▶ [Task to complete]: Rewrite every line of the items below as a JSON list of strings, one string per line, leaving out any blank lines.

▶ [Excerpted data]:
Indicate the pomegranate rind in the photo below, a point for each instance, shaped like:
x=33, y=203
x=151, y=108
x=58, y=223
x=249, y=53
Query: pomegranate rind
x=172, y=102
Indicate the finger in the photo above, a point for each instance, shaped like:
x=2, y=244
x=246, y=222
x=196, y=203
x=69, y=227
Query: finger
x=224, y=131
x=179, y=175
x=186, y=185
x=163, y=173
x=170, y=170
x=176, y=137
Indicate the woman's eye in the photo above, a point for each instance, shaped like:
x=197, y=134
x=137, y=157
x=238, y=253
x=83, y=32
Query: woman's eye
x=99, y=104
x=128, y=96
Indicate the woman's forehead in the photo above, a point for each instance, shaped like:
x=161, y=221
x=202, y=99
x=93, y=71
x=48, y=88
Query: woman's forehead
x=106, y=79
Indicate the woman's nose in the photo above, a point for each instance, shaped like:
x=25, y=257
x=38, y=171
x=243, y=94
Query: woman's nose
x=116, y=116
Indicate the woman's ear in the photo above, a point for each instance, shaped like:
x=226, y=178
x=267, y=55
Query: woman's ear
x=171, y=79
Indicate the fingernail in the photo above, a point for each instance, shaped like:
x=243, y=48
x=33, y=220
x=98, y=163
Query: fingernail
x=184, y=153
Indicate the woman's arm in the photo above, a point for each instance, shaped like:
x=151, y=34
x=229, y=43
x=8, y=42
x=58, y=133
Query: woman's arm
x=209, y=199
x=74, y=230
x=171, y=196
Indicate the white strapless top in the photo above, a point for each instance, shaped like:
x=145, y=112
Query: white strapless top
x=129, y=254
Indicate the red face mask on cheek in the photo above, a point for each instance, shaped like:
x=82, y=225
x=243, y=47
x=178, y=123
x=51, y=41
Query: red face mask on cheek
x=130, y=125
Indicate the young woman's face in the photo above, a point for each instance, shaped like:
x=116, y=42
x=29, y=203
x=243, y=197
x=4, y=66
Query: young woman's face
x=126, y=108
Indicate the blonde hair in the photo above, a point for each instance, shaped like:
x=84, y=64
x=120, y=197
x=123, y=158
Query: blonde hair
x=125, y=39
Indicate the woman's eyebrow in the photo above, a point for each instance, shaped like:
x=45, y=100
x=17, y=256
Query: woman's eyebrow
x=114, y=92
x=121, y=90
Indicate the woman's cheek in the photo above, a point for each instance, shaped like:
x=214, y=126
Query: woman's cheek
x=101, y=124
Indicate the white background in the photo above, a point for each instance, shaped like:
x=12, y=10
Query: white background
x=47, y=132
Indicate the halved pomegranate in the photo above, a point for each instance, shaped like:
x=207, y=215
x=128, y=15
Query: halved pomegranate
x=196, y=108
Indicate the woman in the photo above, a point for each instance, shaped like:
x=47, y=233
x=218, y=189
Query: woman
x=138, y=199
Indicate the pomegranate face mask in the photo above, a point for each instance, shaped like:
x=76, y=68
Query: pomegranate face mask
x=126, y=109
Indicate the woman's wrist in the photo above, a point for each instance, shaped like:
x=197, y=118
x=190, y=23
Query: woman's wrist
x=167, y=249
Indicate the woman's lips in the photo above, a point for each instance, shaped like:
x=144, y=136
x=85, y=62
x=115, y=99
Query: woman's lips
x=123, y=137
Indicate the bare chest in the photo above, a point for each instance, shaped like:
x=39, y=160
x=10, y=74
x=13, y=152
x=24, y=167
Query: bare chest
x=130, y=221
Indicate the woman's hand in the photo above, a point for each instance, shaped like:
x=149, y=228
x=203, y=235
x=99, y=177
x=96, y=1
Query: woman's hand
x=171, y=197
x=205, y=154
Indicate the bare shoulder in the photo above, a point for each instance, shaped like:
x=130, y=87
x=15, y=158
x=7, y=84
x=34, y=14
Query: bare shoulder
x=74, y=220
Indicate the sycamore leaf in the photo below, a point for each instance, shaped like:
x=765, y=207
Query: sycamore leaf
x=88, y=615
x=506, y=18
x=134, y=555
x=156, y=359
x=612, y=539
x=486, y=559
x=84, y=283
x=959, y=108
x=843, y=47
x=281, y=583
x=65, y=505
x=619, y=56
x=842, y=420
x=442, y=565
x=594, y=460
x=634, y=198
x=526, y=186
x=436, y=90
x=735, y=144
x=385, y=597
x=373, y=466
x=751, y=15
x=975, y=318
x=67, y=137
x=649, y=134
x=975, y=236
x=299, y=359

▶ [Worked answer]:
[
  "Indicate the pomegranate rind in the photo below, a point for each instance, shaped like:",
  "x=33, y=203",
  "x=151, y=108",
  "x=58, y=223",
  "x=249, y=53",
  "Query: pomegranate rind",
  "x=172, y=102",
  "Indicate the finger in the photo above, a point for each instance, shaped like:",
  "x=2, y=244",
  "x=246, y=222",
  "x=196, y=203",
  "x=69, y=227",
  "Query: finger",
  "x=224, y=131",
  "x=179, y=175",
  "x=186, y=185",
  "x=163, y=173",
  "x=170, y=170",
  "x=176, y=137",
  "Indicate the woman's eye in the photo above, a point for each instance, shaped like:",
  "x=197, y=134",
  "x=137, y=157",
  "x=238, y=253",
  "x=83, y=32",
  "Query: woman's eye",
  "x=99, y=104",
  "x=128, y=96",
  "Indicate the woman's forehead in the photo above, a point for each instance, shaped like:",
  "x=161, y=221",
  "x=202, y=99",
  "x=93, y=71",
  "x=48, y=88",
  "Query: woman's forehead",
  "x=106, y=79",
  "Indicate the woman's nose in the photo above, a point for each instance, shaped like:",
  "x=25, y=257",
  "x=38, y=171",
  "x=243, y=94",
  "Query: woman's nose",
  "x=116, y=116",
  "Indicate the woman's ear in the photo above, a point for each instance, shaped like:",
  "x=226, y=178",
  "x=267, y=55",
  "Query: woman's ear",
  "x=171, y=79",
  "Indicate the fingernail in the photo above, a point for each instance, shaped like:",
  "x=243, y=48",
  "x=33, y=220",
  "x=98, y=163",
  "Query: fingernail",
  "x=184, y=153",
  "Indicate the woman's arm in the photo above, a point for each instance, shaped like:",
  "x=151, y=34",
  "x=229, y=43",
  "x=8, y=42",
  "x=58, y=133",
  "Query: woman's arm",
  "x=209, y=199",
  "x=74, y=230",
  "x=171, y=196",
  "Indicate the white strapless top in the photo above, a point for each instance, shaped like:",
  "x=145, y=112",
  "Query: white strapless top",
  "x=129, y=254",
  "Indicate the red face mask on cheek in the photo above, a point for each instance, shaped like:",
  "x=82, y=225",
  "x=243, y=47",
  "x=178, y=123",
  "x=51, y=41",
  "Query: red face mask on cheek",
  "x=130, y=125",
  "Indicate the young woman's face in the photo above, a point for each instance, shaped like:",
  "x=116, y=42",
  "x=29, y=203",
  "x=243, y=197",
  "x=4, y=66",
  "Query: young woman's face",
  "x=126, y=108",
  "Indicate the blonde hair in the photo above, a point for each instance, shaped like:",
  "x=84, y=64",
  "x=120, y=197",
  "x=123, y=158",
  "Query: blonde hair",
  "x=125, y=39",
  "Indicate the woman's eyebrow in the photo above, a point for each instance, shaped like:",
  "x=45, y=100",
  "x=17, y=256",
  "Query: woman's eyebrow",
  "x=114, y=92",
  "x=121, y=90",
  "Indicate the woman's cheek in the photo above, a point for each instance, shaped like:",
  "x=214, y=126",
  "Query: woman's cheek",
  "x=101, y=124",
  "Indicate the white background in the photo above, a point for each instance, shaped like:",
  "x=12, y=10",
  "Query: white background",
  "x=47, y=132",
  "Indicate the halved pomegranate in the photo above, a point for each instance, shaped like:",
  "x=207, y=215",
  "x=128, y=15",
  "Query: halved pomegranate",
  "x=196, y=108",
  "Indicate the woman in the photo above, a point for each instance, shaped like:",
  "x=47, y=233",
  "x=218, y=189",
  "Query: woman",
  "x=138, y=199",
  "Indicate the pomegranate face mask in the photo above, a point for each instance, shaped like:",
  "x=76, y=68",
  "Query: pomegranate face mask",
  "x=126, y=109",
  "Indicate the woman's wrist in the photo above, a point for each instance, shaped like:",
  "x=197, y=118",
  "x=190, y=23",
  "Query: woman's wrist",
  "x=167, y=249",
  "Indicate the woman's lips in the photo above, a point for each instance, shaped like:",
  "x=144, y=136",
  "x=85, y=62",
  "x=115, y=99",
  "Query: woman's lips",
  "x=123, y=137",
  "Indicate the bare chest in the photo above, a point for each instance, shaped like:",
  "x=39, y=160",
  "x=10, y=74",
  "x=13, y=152",
  "x=24, y=167",
  "Query: bare chest",
  "x=130, y=221",
  "Indicate the woman's hand in the photo above, a point for each instance, shaped like:",
  "x=149, y=228",
  "x=203, y=235",
  "x=99, y=177",
  "x=96, y=1",
  "Query: woman's hand",
  "x=171, y=197",
  "x=205, y=154",
  "Indicate the bare shoulder in the photo above, a point for each instance, shaped like:",
  "x=130, y=87",
  "x=15, y=158",
  "x=7, y=84",
  "x=34, y=14",
  "Query: bare shoulder",
  "x=74, y=220",
  "Indicate the sycamore leaf in the photo below, a point for each instance, shaped like:",
  "x=765, y=207",
  "Query: sycamore leaf",
  "x=88, y=615",
  "x=506, y=18",
  "x=134, y=555",
  "x=156, y=359",
  "x=612, y=539",
  "x=486, y=559",
  "x=84, y=283",
  "x=959, y=108",
  "x=843, y=47",
  "x=281, y=583",
  "x=65, y=505",
  "x=619, y=56",
  "x=842, y=420",
  "x=442, y=565",
  "x=594, y=460",
  "x=634, y=198",
  "x=526, y=186",
  "x=436, y=90",
  "x=735, y=144",
  "x=385, y=597",
  "x=373, y=466",
  "x=751, y=15",
  "x=975, y=318",
  "x=67, y=137",
  "x=649, y=134",
  "x=975, y=236",
  "x=299, y=359"
]